---------- THE RECORDS ----------

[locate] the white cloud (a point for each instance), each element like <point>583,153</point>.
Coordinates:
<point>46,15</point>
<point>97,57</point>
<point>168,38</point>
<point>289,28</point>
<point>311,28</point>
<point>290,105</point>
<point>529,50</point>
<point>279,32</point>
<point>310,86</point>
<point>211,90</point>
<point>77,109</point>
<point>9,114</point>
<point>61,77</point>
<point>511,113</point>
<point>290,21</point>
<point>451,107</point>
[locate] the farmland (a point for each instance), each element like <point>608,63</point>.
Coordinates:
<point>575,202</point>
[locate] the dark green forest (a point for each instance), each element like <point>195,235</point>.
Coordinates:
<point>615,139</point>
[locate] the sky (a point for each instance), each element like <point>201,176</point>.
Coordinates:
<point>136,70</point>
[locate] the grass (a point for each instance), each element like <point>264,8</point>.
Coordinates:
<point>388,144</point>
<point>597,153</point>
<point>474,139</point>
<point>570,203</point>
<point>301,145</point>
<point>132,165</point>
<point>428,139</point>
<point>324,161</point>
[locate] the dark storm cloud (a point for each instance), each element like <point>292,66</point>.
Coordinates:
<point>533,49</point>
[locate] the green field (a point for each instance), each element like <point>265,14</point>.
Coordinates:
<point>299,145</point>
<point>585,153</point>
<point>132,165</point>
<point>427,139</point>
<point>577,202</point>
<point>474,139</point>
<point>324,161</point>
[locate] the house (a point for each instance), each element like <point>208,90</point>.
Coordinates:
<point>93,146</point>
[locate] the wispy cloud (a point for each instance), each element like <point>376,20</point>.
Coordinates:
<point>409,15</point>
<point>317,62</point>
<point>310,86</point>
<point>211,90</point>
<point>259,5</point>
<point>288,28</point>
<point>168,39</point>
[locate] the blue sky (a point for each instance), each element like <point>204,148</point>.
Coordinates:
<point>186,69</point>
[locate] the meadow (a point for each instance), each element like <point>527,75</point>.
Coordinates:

----------

EXERCISE GOAL: Each line from the beginning of the listing up to the line where "[locate] the farmland" appears needs to be given again exactly; please add nothing else.

ANSWER SECTION:
[locate] the white cloud (a point for each instance), each element like <point>583,153</point>.
Coordinates:
<point>46,15</point>
<point>97,57</point>
<point>168,38</point>
<point>289,28</point>
<point>311,28</point>
<point>290,105</point>
<point>529,50</point>
<point>279,32</point>
<point>310,86</point>
<point>211,90</point>
<point>77,109</point>
<point>9,114</point>
<point>61,77</point>
<point>511,113</point>
<point>290,21</point>
<point>451,107</point>
[locate] the farmland (a point for each instance), each element like <point>608,63</point>.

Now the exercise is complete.